Extracted data entries
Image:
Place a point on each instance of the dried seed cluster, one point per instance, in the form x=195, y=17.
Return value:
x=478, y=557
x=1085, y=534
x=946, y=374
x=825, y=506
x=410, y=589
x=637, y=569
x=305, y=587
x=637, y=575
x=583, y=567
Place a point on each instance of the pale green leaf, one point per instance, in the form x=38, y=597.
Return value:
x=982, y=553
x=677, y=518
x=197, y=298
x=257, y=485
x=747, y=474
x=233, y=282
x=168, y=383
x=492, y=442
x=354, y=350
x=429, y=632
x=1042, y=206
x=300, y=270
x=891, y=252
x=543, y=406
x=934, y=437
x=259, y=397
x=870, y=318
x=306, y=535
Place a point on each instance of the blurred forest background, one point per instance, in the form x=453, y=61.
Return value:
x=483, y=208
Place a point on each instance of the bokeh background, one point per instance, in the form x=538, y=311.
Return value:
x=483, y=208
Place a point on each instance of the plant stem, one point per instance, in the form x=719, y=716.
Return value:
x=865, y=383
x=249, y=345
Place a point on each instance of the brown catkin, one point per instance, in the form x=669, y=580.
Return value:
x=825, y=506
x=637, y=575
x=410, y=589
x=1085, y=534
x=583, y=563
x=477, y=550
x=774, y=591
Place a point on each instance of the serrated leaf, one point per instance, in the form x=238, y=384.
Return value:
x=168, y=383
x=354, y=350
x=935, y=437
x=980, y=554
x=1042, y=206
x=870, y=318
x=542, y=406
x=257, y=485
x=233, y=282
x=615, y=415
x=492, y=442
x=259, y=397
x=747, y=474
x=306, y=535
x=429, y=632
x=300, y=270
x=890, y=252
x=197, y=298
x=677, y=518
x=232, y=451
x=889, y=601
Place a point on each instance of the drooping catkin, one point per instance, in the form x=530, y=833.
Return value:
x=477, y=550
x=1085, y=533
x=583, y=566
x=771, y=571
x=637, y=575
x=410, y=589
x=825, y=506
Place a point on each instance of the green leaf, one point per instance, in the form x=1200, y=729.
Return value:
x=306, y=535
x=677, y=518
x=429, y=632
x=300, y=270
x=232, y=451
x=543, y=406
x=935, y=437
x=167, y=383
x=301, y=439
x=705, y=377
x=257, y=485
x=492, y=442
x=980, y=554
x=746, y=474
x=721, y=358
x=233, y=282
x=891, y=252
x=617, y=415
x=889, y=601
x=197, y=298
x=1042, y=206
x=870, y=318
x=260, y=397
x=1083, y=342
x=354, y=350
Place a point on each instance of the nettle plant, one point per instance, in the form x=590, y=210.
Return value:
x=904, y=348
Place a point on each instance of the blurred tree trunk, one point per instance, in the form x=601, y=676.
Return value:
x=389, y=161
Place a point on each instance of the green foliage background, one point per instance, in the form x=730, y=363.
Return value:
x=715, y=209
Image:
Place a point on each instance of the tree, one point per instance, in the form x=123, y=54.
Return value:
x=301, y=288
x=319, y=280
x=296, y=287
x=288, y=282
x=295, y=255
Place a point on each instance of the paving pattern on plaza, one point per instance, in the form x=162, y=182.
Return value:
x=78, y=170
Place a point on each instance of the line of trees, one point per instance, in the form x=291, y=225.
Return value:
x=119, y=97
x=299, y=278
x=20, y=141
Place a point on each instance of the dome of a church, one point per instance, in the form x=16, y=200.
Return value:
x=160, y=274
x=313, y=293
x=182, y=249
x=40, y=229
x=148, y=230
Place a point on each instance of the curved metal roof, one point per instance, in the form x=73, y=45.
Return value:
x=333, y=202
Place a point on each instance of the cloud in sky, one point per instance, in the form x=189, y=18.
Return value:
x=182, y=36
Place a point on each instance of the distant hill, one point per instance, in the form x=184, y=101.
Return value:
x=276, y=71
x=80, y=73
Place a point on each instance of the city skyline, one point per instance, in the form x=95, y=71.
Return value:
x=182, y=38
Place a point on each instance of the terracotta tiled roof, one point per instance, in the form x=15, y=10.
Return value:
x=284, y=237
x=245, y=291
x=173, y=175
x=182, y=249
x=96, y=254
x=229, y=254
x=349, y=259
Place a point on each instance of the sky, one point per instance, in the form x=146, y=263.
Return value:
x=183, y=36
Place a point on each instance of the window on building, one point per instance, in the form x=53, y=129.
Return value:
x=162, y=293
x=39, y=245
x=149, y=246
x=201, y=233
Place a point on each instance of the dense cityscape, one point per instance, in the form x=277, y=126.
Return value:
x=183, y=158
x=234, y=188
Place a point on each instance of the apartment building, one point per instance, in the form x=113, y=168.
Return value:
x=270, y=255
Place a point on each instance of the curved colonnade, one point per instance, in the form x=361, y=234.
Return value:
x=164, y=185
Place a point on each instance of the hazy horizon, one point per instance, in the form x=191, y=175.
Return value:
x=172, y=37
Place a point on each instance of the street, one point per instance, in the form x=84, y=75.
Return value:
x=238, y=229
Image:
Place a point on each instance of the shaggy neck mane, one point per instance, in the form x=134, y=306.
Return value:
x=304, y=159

- _Objective_: Turn every line of the listing into a Markdown table with the columns "Row" and "Line", putting the row number in the first column and the line in the second, and leave out blank lines.

- _Result_:
| Row | Line |
|---|---|
| 1 | Image: |
| 2 | Place a point on each instance of the dried seed cluster, one point per instance, in the form x=195, y=17. |
| 3 | Return value: |
| 4 | x=478, y=557 |
| 5 | x=1085, y=534 |
| 6 | x=946, y=374 |
| 7 | x=825, y=506 |
| 8 | x=410, y=589 |
| 9 | x=637, y=569 |
| 10 | x=305, y=587 |
| 11 | x=637, y=575 |
| 12 | x=583, y=567 |
| 13 | Place a point on each instance of the pale green leaf, one point per instance, in the form x=38, y=597. |
| 14 | Return value: |
| 15 | x=982, y=553 |
| 16 | x=677, y=518 |
| 17 | x=197, y=298 |
| 18 | x=257, y=485 |
| 19 | x=747, y=474 |
| 20 | x=233, y=282 |
| 21 | x=168, y=383 |
| 22 | x=492, y=442 |
| 23 | x=354, y=350 |
| 24 | x=429, y=632 |
| 25 | x=1042, y=206 |
| 26 | x=300, y=270 |
| 27 | x=891, y=252 |
| 28 | x=543, y=406 |
| 29 | x=934, y=437 |
| 30 | x=259, y=397 |
| 31 | x=870, y=318 |
| 32 | x=306, y=535 |
| 33 | Place a point on each instance of the blurred forest background, one point per instance, in the form x=453, y=61. |
| 34 | Return value: |
| 35 | x=483, y=208 |
| 36 | Place a point on each instance of the bokeh background, one point per instance, in the form x=538, y=311. |
| 37 | Return value: |
| 38 | x=483, y=208 |
| 39 | Place a point on each instance of the plant stem, one point per instance, in the form x=719, y=716. |
| 40 | Return value: |
| 41 | x=865, y=383 |
| 42 | x=249, y=345 |
| 43 | Place a point on each instance of the brown catkin, one point per instance, in the form x=669, y=580. |
| 44 | Return value: |
| 45 | x=825, y=506 |
| 46 | x=637, y=575 |
| 47 | x=410, y=589 |
| 48 | x=1085, y=534 |
| 49 | x=583, y=563 |
| 50 | x=477, y=550 |
| 51 | x=774, y=591 |
| 52 | Place a point on each instance of the serrated leaf, one point per instance, in the form x=238, y=384. |
| 53 | Return value: |
| 54 | x=168, y=383 |
| 55 | x=354, y=350 |
| 56 | x=935, y=437 |
| 57 | x=980, y=554 |
| 58 | x=1042, y=206 |
| 59 | x=870, y=318 |
| 60 | x=542, y=406 |
| 61 | x=257, y=485 |
| 62 | x=233, y=282 |
| 63 | x=615, y=415 |
| 64 | x=492, y=442 |
| 65 | x=259, y=397 |
| 66 | x=747, y=474 |
| 67 | x=306, y=535 |
| 68 | x=429, y=632 |
| 69 | x=300, y=270 |
| 70 | x=890, y=252 |
| 71 | x=197, y=298 |
| 72 | x=677, y=518 |
| 73 | x=232, y=451 |
| 74 | x=889, y=601 |
| 75 | Place a point on each instance of the drooping catkin, one point per instance, in the form x=530, y=833. |
| 76 | Return value: |
| 77 | x=477, y=550 |
| 78 | x=1085, y=533 |
| 79 | x=583, y=566 |
| 80 | x=771, y=571 |
| 81 | x=637, y=575 |
| 82 | x=410, y=589 |
| 83 | x=825, y=506 |
| 84 | Place a point on each instance of the green leaf, one point per instance, in the form x=1200, y=729. |
| 85 | Return value: |
| 86 | x=306, y=535 |
| 87 | x=677, y=518 |
| 88 | x=429, y=632 |
| 89 | x=300, y=270 |
| 90 | x=232, y=451 |
| 91 | x=543, y=406 |
| 92 | x=935, y=437 |
| 93 | x=167, y=383 |
| 94 | x=301, y=439 |
| 95 | x=705, y=377 |
| 96 | x=257, y=485 |
| 97 | x=492, y=442 |
| 98 | x=980, y=554 |
| 99 | x=746, y=474 |
| 100 | x=721, y=358 |
| 101 | x=233, y=282 |
| 102 | x=891, y=252 |
| 103 | x=617, y=415 |
| 104 | x=889, y=601 |
| 105 | x=197, y=298 |
| 106 | x=1042, y=206 |
| 107 | x=870, y=318 |
| 108 | x=260, y=397 |
| 109 | x=1083, y=342 |
| 110 | x=354, y=350 |
| 111 | Place a point on each instance of the nettle plant, one point per instance, in the form x=590, y=210. |
| 112 | Return value: |
| 113 | x=904, y=348 |
| 114 | Place a point on each instance of the blurred tree trunk, one point per instance, in the form x=601, y=676. |
| 115 | Return value: |
| 116 | x=389, y=161 |
| 117 | Place a point on each instance of the green foliage background, one point per instance, in the form x=730, y=363. |
| 118 | Return value: |
| 119 | x=715, y=209 |
| 120 | Image: |
| 121 | Place a point on each instance of the tree, one point per instance, in the form x=123, y=54. |
| 122 | Return value: |
| 123 | x=301, y=288 |
| 124 | x=319, y=280 |
| 125 | x=296, y=287 |
| 126 | x=288, y=282 |
| 127 | x=295, y=255 |
| 128 | Place a point on each instance of the paving pattern on plaza, one point per instance, in the form x=162, y=182. |
| 129 | Return value: |
| 130 | x=78, y=170 |
| 131 | Place a point on each instance of the line of trees, one point per instance, in the form x=291, y=225. |
| 132 | Return value: |
| 133 | x=119, y=97 |
| 134 | x=299, y=278 |
| 135 | x=20, y=141 |
| 136 | Place a point on each instance of the dome of a church, one point per instance, in the form x=16, y=200. |
| 137 | Return value: |
| 138 | x=160, y=274 |
| 139 | x=313, y=293 |
| 140 | x=182, y=249 |
| 141 | x=40, y=229 |
| 142 | x=148, y=230 |
| 143 | Place a point on each instance of the curved metal roof, one point per instance, in the form x=73, y=45. |
| 144 | Return value: |
| 145 | x=333, y=202 |
| 146 | Place a point on each instance of the cloud in sky, one point per instance, in the form x=189, y=18. |
| 147 | Return value: |
| 148 | x=182, y=36 |
| 149 | Place a point on each instance of the distant hill, one point per instance, in the form x=184, y=101. |
| 150 | Return value: |
| 151 | x=276, y=71 |
| 152 | x=80, y=73 |
| 153 | Place a point on each instance of the city skyline, one point per instance, in the form x=95, y=71. |
| 154 | Return value: |
| 155 | x=182, y=38 |
| 156 | Place a point on each instance of the terracotta tiled roof, one point per instance, in the form x=15, y=10. |
| 157 | Return value: |
| 158 | x=284, y=237 |
| 159 | x=245, y=291 |
| 160 | x=173, y=175 |
| 161 | x=182, y=249 |
| 162 | x=96, y=254 |
| 163 | x=229, y=254 |
| 164 | x=349, y=259 |
| 165 | Place a point on each instance of the sky, one point per instance, in the form x=146, y=263. |
| 166 | Return value: |
| 167 | x=183, y=36 |
| 168 | Place a point on each instance of the window on building, one point per instance, in the form x=53, y=129. |
| 169 | Return value: |
| 170 | x=162, y=293 |
| 171 | x=39, y=245 |
| 172 | x=149, y=246 |
| 173 | x=201, y=233 |
| 174 | Place a point on each instance of the dense cityscape, one point per instance, in the form x=277, y=126. |
| 175 | Return value: |
| 176 | x=183, y=158 |
| 177 | x=234, y=188 |
| 178 | Place a point on each instance of the apartment building, one point per instance, in the form x=113, y=168. |
| 179 | Return value: |
| 180 | x=270, y=255 |
| 181 | Place a point on each instance of the curved colonnade, one point per instance, in the form x=361, y=234. |
| 182 | Return value: |
| 183 | x=164, y=185 |
| 184 | Place a point on each instance of the hazy horizon, one point per instance, in the form x=191, y=175. |
| 185 | Return value: |
| 186 | x=172, y=37 |
| 187 | Place a point on each instance of the street, one point per instance, in the form x=84, y=75. |
| 188 | Return value: |
| 189 | x=238, y=229 |
| 190 | Image: |
| 191 | Place a point on each instance of the shaggy neck mane, one point per instance, in the form x=134, y=306. |
| 192 | Return value: |
| 193 | x=304, y=159 |